#### [Objectifs]
1. Dans le texte sur les dividendes de BP, à quelle date le conseil d'administration a-t-il reporté la décision finale ?
2. Poursuivez le texte sur les dividendes de BP à partir de sa dernière phrase.

#### [Texte extrait]

--------

BP versera vraisemblablement des dividendes de plusieurs
milliards de dollars à ses investisseurs, et ce, malgré la gigantesque marée
noire dans le golfe du Mexique causée par l'explosion le 20 avril dernier de la
plate-forme Deepwater Horizon.
Vendredi, dans une présentation aux investisseurs, le PDG de BP Tony Hayward
a affirmé que BP pourrait « respecter ses obligations face à tous ses
actionnaires », ajoutant que les actionnaires « dépendent en partie
de BP pour leur sécurité financière ». Le conseil d'administration a
reporté la décision finale au 27 juillet, espérant probablement que la colère
populaire se calme d'ici là.
Hayward a assuré aux investisseurs que le géant du pétrole avait amplement
de ressources pour absorber les coûts du désastre, bien qu'on l'ait décrit
comme étant « évasif » sur la question du versement complet des
dividendes. La plupart des analystes britanniques croient que les dividendes
seront versés dans leur totalité, mais d'autres pensent qu'ils pourraient être
réduits.

--------

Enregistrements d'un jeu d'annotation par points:
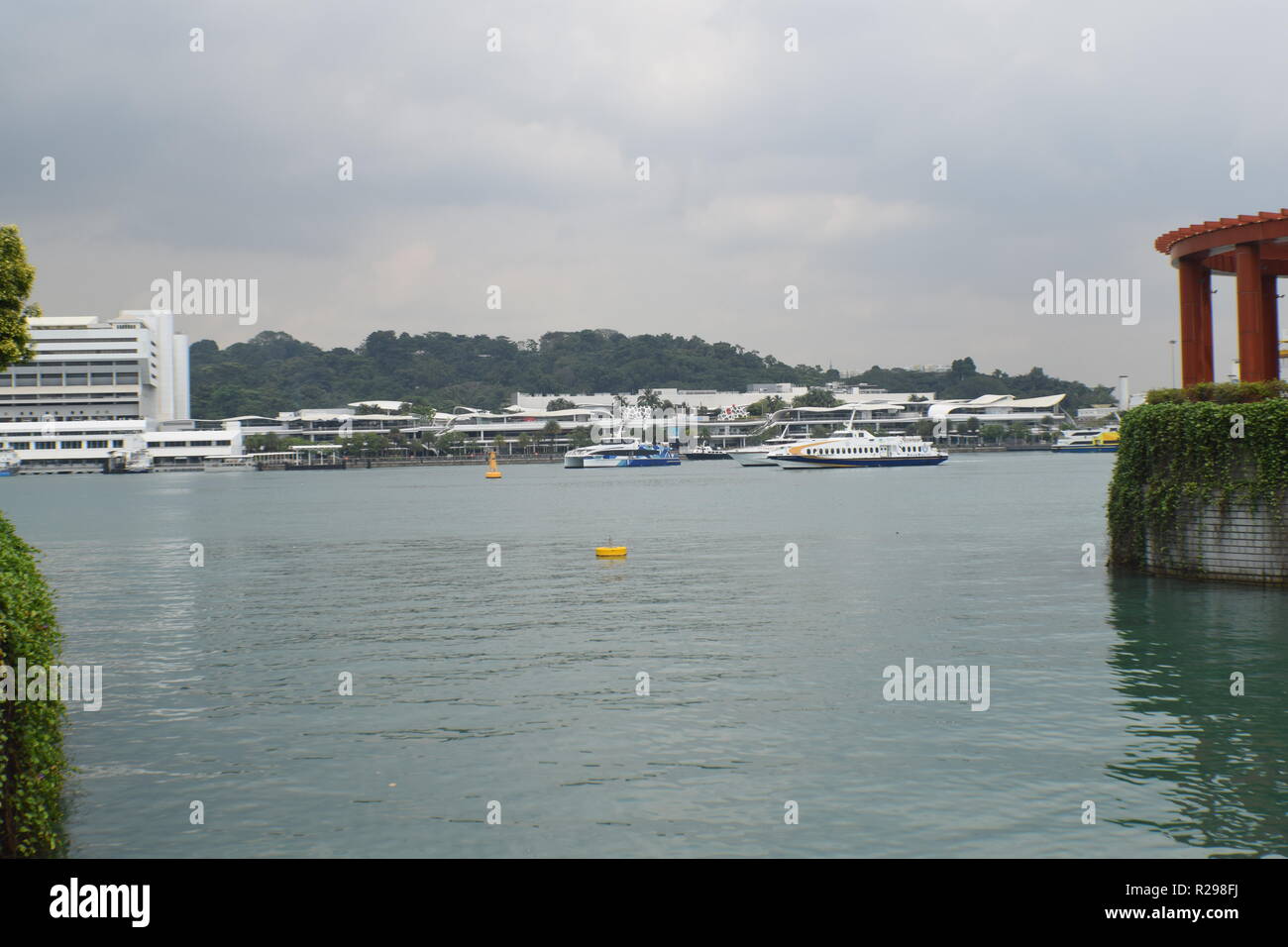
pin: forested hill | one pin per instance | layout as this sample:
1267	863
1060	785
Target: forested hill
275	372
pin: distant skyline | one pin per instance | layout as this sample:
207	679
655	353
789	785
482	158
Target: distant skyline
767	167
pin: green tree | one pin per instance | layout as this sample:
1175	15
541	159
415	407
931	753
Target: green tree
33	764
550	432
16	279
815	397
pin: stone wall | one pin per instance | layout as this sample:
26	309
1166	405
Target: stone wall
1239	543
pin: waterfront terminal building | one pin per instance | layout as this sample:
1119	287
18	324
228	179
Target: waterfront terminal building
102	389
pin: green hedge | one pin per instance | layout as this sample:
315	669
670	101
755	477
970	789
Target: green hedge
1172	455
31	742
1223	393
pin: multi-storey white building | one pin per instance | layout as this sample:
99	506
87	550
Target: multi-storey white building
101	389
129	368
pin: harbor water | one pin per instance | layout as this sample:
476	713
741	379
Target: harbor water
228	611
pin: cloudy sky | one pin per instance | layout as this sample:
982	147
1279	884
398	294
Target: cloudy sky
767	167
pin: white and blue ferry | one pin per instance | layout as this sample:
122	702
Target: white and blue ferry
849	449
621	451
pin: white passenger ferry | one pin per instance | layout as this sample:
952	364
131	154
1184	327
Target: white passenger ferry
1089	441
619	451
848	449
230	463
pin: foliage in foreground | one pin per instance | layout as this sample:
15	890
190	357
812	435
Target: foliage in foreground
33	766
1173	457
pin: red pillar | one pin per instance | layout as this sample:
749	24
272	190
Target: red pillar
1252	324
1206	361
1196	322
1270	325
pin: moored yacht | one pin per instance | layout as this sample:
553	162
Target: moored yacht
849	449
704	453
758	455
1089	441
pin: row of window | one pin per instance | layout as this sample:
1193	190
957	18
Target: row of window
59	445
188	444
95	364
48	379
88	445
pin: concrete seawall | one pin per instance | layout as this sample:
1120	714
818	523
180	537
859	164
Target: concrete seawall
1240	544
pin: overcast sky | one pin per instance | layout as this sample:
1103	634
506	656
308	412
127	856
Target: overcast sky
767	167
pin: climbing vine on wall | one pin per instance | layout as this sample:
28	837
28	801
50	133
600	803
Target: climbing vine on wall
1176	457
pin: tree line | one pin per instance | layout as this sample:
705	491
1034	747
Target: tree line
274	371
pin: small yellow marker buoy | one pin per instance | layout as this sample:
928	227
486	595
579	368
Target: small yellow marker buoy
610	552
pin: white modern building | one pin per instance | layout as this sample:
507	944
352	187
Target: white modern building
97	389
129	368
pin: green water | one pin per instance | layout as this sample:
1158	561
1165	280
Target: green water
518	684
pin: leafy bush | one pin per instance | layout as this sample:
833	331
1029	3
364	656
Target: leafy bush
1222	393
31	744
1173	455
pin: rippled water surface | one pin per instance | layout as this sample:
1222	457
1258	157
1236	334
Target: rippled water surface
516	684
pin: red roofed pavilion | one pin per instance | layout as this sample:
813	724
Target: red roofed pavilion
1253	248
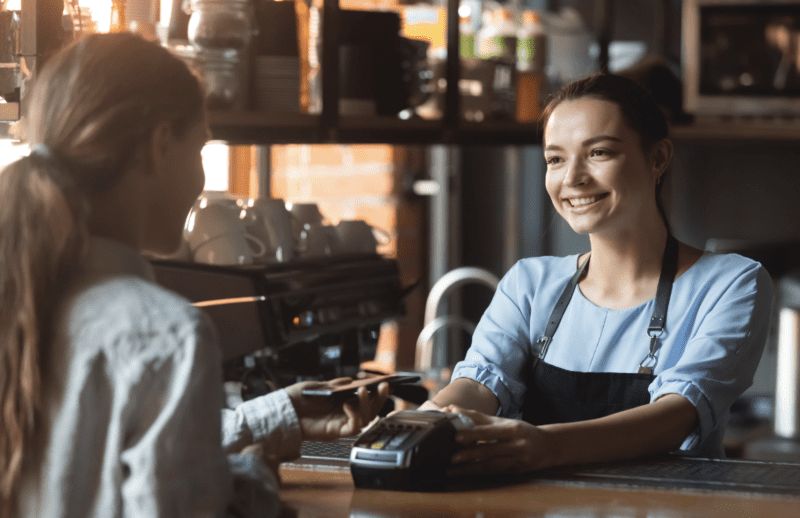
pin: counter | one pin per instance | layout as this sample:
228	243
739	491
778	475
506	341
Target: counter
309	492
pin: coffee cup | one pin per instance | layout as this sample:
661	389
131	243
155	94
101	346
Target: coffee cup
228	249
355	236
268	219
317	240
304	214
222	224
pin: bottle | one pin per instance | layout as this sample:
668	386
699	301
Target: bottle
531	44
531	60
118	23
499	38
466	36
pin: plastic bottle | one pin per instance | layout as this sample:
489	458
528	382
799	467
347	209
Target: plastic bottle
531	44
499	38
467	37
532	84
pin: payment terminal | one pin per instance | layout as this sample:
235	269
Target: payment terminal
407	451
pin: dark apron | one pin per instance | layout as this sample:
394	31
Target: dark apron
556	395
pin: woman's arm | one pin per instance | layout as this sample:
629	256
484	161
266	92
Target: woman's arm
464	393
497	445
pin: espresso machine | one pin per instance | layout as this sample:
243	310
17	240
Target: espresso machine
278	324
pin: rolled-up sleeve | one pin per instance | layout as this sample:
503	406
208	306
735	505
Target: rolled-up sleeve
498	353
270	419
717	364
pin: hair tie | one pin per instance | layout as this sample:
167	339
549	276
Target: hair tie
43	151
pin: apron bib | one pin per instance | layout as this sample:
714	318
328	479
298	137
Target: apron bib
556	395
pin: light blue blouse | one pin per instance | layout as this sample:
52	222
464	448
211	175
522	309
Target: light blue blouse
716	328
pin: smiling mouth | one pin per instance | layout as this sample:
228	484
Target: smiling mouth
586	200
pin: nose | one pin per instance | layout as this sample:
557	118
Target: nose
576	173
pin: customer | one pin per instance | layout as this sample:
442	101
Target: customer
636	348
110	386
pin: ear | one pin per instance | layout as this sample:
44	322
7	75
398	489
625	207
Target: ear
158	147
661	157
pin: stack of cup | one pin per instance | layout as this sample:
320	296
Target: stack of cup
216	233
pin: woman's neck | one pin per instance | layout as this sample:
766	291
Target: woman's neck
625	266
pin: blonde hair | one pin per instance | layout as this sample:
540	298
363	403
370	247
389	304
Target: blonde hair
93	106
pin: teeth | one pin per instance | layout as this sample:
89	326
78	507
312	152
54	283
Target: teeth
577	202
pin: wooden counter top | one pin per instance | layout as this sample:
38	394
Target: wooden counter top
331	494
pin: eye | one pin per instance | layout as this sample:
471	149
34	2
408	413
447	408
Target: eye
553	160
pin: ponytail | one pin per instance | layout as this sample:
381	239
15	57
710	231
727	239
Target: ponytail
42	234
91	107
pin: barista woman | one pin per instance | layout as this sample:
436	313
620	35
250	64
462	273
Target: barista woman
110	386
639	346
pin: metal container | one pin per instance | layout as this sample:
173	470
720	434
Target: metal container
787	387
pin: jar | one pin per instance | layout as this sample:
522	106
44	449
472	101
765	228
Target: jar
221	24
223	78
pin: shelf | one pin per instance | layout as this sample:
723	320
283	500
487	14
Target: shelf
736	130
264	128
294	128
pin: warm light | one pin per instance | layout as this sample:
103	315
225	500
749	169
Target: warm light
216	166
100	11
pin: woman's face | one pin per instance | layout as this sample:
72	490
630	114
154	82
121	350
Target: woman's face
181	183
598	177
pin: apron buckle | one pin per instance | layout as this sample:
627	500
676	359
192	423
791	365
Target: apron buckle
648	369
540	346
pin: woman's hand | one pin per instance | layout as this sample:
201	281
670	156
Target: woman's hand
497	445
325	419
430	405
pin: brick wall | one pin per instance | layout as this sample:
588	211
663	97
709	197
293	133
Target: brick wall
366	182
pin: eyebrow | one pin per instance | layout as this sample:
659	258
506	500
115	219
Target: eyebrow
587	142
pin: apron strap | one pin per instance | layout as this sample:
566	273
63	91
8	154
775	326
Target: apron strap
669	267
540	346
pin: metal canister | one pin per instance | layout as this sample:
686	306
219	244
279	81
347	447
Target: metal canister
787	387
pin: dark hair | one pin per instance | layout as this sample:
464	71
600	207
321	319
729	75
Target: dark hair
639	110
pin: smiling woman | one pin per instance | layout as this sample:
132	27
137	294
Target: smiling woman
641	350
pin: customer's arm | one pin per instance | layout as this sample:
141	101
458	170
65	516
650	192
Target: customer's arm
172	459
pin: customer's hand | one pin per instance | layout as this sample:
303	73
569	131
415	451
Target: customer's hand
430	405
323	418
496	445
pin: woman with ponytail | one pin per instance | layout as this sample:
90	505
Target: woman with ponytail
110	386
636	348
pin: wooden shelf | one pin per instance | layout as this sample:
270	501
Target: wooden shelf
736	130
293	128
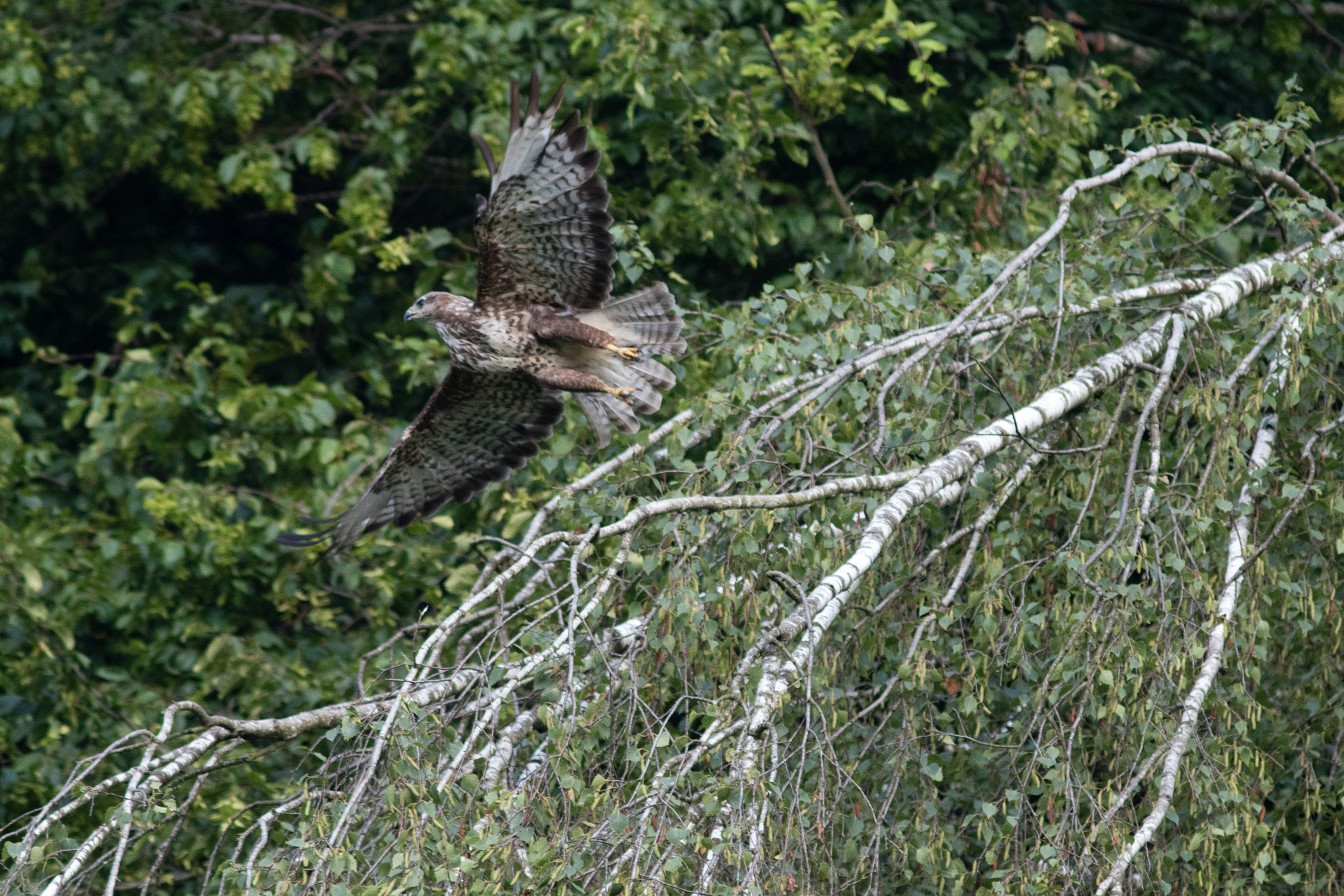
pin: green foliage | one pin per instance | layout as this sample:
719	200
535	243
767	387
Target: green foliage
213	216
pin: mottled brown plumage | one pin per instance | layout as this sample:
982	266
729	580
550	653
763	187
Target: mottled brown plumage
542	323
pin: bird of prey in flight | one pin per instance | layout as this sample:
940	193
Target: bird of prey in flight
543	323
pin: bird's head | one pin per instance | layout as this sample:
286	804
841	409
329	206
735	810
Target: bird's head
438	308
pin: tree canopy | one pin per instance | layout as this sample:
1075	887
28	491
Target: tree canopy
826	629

--------

#### [Exercices corrigés]
1. Au 27 juillet.

2.
Les commentaires de Hayward soulignent le caractère socialement destructeur
du capitalisme. La soif de profits de ce géant du pétrole a créé une catastrophe
environnementale sans précédent dans le golfe du Mexique. Une foule
d'indications démontrent que BP a ignoré d'importantes considérations de
sécurité et environnementales en forant le puits dans le but de payer moins
cher. Par conséquent, une grande partie du golfe est ravagée et des dizaines de
milliers d'emplois dans l'industrie du tourisme et de la pêche dans la région
seront perdus.
En toute justice, les cadres et les gros actionnaires de BP devraient être
accusés au criminel et les actifs de la compagnie et les fortunes personnelles
saisis. Plutôt, un débat fait rage sur la question de la totalité du versement
de 10,5 milliards $ de BP à ses actionnaires. Plusieurs sénateurs
américains ont demandé à BP de limiter les dividendes, du moins tant que l'écoulement
de pétrole dans le golfe perdure.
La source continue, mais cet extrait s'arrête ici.